- Task goal:
Print exactly the lines from the one that contains "Could you point to the neutral" through the final line of the entries below, both included, and nothing else; omit the pictures.

Supplied information: Begin

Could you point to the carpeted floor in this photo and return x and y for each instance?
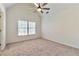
(38, 47)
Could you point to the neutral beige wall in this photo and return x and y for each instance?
(18, 12)
(63, 26)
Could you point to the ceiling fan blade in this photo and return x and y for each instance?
(44, 4)
(41, 11)
(46, 8)
(36, 4)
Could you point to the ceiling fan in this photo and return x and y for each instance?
(40, 7)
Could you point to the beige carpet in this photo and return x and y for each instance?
(38, 47)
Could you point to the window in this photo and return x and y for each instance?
(22, 28)
(31, 28)
(26, 28)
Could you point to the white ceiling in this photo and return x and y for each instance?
(7, 5)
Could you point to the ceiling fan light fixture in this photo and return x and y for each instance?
(39, 9)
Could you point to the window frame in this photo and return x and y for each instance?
(27, 28)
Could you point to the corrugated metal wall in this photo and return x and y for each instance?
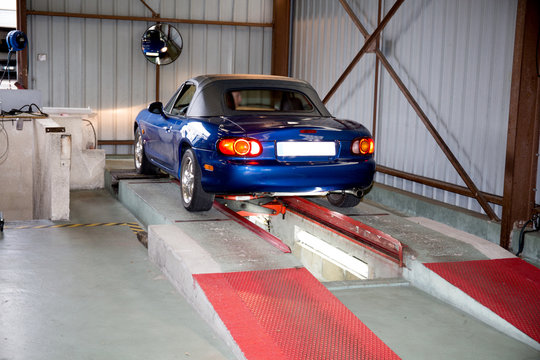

Supplied information: End

- Solution to the problem:
Could you point to the neutral beige wall in this photo and return x and y for each instance?
(18, 12)
(63, 26)
Could you point to the ceiling fan blade in this photo and return x and y for each instance?
(44, 4)
(41, 11)
(46, 8)
(36, 4)
Could you point to the ceiling fan in this photo and return x and y for each instance?
(40, 7)
Could you point to the beige carpet in this photo and return x and y for each instance?
(38, 47)
Could you point to the window in this photo and return x and y for each instance?
(22, 28)
(31, 28)
(26, 28)
Could you point to the white ceiling in this photo and return x and y for each instance?
(7, 5)
Could you point to the ceiling fan light fixture in this photo and return x and y for each instance?
(39, 9)
Could you point to the window frame in this photo and return x and y for each instance?
(27, 28)
Could you point to the corrugated metal wall in this photo and return x and y for each instance?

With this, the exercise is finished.